Polecenie do ćwiczenia:
Przekształć w tabelę Markdown z kolumnami „Nr” i „Treść wiersza” wiersze od tego, który zawiera „Wildlife-count tagging: point out every instance of the orange”, do tego, który zawiera „Wildlife-count tagging: point out every instance of the cat's”, włącznie z oboma. Puste wiersze pomiń.

Podane wiersze:
'''

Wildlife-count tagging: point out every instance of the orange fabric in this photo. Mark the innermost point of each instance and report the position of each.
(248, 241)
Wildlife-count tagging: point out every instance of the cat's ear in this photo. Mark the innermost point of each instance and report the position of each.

'''
'''

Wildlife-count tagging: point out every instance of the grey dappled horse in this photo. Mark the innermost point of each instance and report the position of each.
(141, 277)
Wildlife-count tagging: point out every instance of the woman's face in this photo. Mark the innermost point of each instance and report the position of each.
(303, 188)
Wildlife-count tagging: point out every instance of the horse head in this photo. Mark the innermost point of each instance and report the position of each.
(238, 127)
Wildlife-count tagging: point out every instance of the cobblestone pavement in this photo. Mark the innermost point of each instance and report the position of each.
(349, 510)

'''
'''

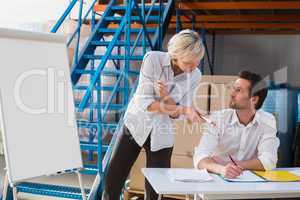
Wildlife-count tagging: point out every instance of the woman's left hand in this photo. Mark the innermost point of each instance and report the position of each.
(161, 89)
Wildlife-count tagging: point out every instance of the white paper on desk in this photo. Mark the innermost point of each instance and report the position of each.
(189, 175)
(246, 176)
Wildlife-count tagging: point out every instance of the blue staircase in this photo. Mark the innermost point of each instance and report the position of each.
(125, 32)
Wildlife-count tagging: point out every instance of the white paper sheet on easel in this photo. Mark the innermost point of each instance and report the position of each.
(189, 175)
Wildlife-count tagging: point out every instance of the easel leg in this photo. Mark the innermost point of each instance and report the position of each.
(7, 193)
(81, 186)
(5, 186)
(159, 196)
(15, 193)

'''

Pełna odpowiedź:
| Nr | Treść wiersza |
|---|---|
| 1 | Wildlife-count tagging: point out every instance of the orange fabric in this photo. Mark the innermost point of each instance and report the position of each. |
| 2 | (248, 241) |
| 3 | Wildlife-count tagging: point out every instance of the cat's ear in this photo. Mark the innermost point of each instance and report the position of each. |